**What you will do**.
The data below should be printed in full, exactly, and without any of its images.

═══ Data lines ═══

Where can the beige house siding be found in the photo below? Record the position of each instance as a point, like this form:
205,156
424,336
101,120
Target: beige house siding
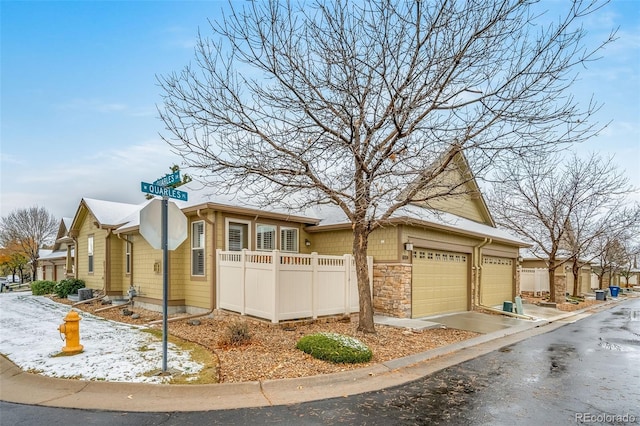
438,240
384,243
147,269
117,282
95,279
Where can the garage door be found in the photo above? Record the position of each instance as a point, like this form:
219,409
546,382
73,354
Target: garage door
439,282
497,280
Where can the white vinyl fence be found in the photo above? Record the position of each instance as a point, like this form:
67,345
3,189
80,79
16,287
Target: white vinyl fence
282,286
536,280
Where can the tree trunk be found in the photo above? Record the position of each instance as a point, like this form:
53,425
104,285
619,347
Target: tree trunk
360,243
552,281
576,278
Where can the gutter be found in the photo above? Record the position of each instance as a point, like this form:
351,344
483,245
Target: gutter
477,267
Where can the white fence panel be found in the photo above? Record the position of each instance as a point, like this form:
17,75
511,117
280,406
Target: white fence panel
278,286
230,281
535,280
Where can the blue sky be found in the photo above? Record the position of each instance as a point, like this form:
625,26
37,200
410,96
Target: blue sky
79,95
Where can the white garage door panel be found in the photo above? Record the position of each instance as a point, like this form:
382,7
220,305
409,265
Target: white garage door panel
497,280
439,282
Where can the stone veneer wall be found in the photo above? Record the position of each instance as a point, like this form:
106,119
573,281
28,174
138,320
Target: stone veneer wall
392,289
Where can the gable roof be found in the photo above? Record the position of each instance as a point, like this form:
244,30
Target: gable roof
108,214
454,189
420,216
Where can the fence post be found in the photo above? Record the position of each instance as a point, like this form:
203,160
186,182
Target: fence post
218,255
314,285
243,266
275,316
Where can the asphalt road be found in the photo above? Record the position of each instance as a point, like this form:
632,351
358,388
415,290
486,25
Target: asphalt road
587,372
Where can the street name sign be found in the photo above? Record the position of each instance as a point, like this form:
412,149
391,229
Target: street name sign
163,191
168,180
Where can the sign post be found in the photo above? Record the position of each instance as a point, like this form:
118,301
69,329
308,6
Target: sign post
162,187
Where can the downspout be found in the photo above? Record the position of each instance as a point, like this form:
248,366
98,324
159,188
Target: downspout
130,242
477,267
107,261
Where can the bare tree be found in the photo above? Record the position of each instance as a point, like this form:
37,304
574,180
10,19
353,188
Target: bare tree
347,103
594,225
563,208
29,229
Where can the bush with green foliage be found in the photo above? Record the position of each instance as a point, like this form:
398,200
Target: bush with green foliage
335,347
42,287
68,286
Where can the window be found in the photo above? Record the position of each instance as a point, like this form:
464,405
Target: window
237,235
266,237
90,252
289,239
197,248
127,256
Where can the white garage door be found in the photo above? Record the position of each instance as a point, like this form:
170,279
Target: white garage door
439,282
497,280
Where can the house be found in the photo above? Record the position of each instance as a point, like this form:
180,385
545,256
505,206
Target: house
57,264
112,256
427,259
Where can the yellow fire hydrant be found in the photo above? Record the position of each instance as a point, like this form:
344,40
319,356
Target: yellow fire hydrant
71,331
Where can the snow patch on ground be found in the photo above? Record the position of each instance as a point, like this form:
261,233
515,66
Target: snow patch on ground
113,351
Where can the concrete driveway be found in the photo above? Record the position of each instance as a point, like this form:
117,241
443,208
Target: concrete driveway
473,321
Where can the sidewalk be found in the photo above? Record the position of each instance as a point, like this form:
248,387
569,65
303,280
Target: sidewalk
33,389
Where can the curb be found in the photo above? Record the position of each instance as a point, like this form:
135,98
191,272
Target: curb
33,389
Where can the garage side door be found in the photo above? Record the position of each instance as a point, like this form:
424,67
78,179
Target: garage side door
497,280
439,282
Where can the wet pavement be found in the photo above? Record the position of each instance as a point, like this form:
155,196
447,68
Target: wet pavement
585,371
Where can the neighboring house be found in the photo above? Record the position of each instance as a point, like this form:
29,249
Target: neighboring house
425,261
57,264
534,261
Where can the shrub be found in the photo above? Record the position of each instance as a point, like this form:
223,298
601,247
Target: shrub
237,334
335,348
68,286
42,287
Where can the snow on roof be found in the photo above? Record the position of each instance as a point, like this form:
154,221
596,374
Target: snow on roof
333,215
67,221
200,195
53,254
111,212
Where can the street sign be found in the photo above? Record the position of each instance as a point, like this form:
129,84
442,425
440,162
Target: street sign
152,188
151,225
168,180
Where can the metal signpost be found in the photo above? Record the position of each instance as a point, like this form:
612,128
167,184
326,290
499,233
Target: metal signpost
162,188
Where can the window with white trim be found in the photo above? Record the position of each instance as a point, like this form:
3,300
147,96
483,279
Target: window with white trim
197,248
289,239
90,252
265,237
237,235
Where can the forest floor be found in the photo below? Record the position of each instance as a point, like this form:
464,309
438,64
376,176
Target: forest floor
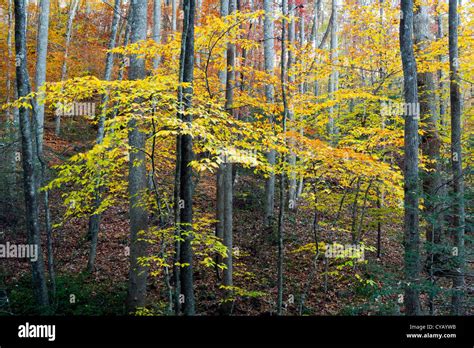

═══

**Task output**.
Where can the beige house siding be found in the photo below? Record the position of each instance as a point, like this form:
205,156
424,336
101,120
Target: beige house siding
438,240
384,243
147,269
117,282
95,279
Where can the garage door be found in the photo above? Record the position of each instance as a point, like this form:
219,409
546,382
73,354
Target: garage door
439,282
497,280
Where can the white vinyl fence be found in the photo above? Record the position of each instance as a point, like this form:
67,345
3,189
80,79
16,287
Target: white vinyl fence
282,286
536,280
Where can the tree trunk be found in the photo above? Record the position of each instance as a point, like this form:
53,425
104,285
619,347
Target: tree trunk
360,243
552,281
576,278
Where can the gutter be found in the photo above? Record the position of each instance as a point, like this form:
351,344
483,245
Target: gutter
477,267
Where can the white fence panel be found in the photo above? Record the position of each instance as a point, like this form:
17,75
511,117
280,406
Target: white fence panel
278,286
230,281
535,280
Where can the blue sky be found in the photo above? Record the position of each instance as a point, like this form:
625,26
37,200
410,96
Target: blue sky
79,95
Where can the white garage door panel be found in the photo above? Record the position of each instance as a point, like this form:
382,7
220,305
409,265
Target: white garage door panel
497,280
439,282
Where can the stone veneer wall be found in the photo above? Record the position of each instance as a point, like this form:
106,119
573,281
28,174
138,320
Target: stone veneer wall
392,289
Where can the gable roof be found in the photo above? Record the position of each instance as a point, like this form:
244,30
Target: gable roof
108,214
454,189
420,216
Where can the fence post be found in the photo above? Record the position of each instance as a point, like this form:
203,160
186,182
Target: fence post
218,255
314,285
243,266
275,316
Where can the asphalt road be found in the photo above? Record the position of each instance as a point, like this form:
632,351
358,388
415,290
486,25
Target: asphalt road
587,372
Where can the street name sign be found in the photo above? Record the position of each instance as a point, like this form:
412,149
391,229
Target: street name sign
163,191
168,180
Where can the sign post be found in the photo above? Record the position of each instance as a point, like this form:
118,301
69,329
308,6
Target: sign post
162,187
Where can the downspout be found in the photo above? Record the position of each instance as a point, like this form:
248,366
98,324
159,188
Target: downspout
130,242
477,267
107,261
Where can the bare tree be found in the photo above? Record the position of each instance as a point, like this form:
37,304
574,180
10,19
353,188
Target: bare tree
347,103
594,225
563,208
29,229
Where can the bush with green foliage be found in the photo above? Record the position of each instance as a point, like this form:
398,200
Target: bush with green foliage
335,347
42,287
68,286
Where can the window be found in the photo above? Record the position of each instance as a point, like this form:
464,405
Target: window
237,235
266,237
90,252
289,239
197,248
127,256
Where can the white garage door be found in the photo above? Record the position of each instance as a point, like this form:
170,279
Target: white garage door
439,282
497,280
Where can the house be found in the photo above? Record the position of each instance as a point, like this form:
180,385
545,256
505,206
Target: house
57,264
112,256
427,259
Where can the yellow fire hydrant be found in the photo above? Record the position of each instance as a point, like this form:
344,40
319,356
Target: yellow fire hydrant
71,331
Where can the snow patch on ground be found in the photo above? Record the position of each instance as a point, like this form:
261,233
515,66
Target: snow patch on ground
113,351
Where can the concrete driveway be found in the photo above? Record the position of each instance as a point, like this form:
117,241
443,208
Target: concrete driveway
473,321
Where can the sidewalk be found in the photo above? Record the position of each instance as a point, like this form:
248,387
569,65
303,280
Target: sidewalk
33,389
Where can the curb be found in the photo above? Record the position of each instance as a point, like this form:
135,98
191,272
Target: curb
33,389
Where can the garage side door be found in the photo above? Record the position of each instance as a point, like this form:
424,67
78,179
Target: garage side door
497,280
439,282
Where can the wet pavement be found in the photo above? Record the position of each instance as a point, like this form:
155,196
447,68
Target: wet pavement
585,371
Where can the neighboring house be found in the photo above? Record the position of each instance as a point, like this form:
29,249
Target: neighboring house
425,261
57,264
534,261
Where can the shrub be found in the photo above? Record the position of each instance as a point, like this form:
223,298
601,247
Target: shrub
237,334
335,348
68,286
42,287
Where can the snow on roof be found in the photo above? Record the position of each instance as a point, like this form:
154,221
596,374
Target: snow on roof
333,215
67,221
200,195
53,254
111,212
Where can the street sign be found in the photo above? Record the position of each instance as a point, like this form:
129,84
442,425
440,162
Target: street sign
152,188
151,225
168,180
Where can the metal signpost be found in the photo above? Record the position of each instance as a point, like this form:
612,128
167,184
326,290
499,233
Target: metal signpost
162,188
Where can the window with white trim be found in the photo above? Record the position of each instance as a point, like this form:
3,300
147,96
483,279
Target: window with white trim
197,248
289,239
90,252
265,237
237,235
Where can the forest floor be found in the photo below? Record the position of each instance as a point, like this form:
464,309
438,64
376,176
Target: forest floor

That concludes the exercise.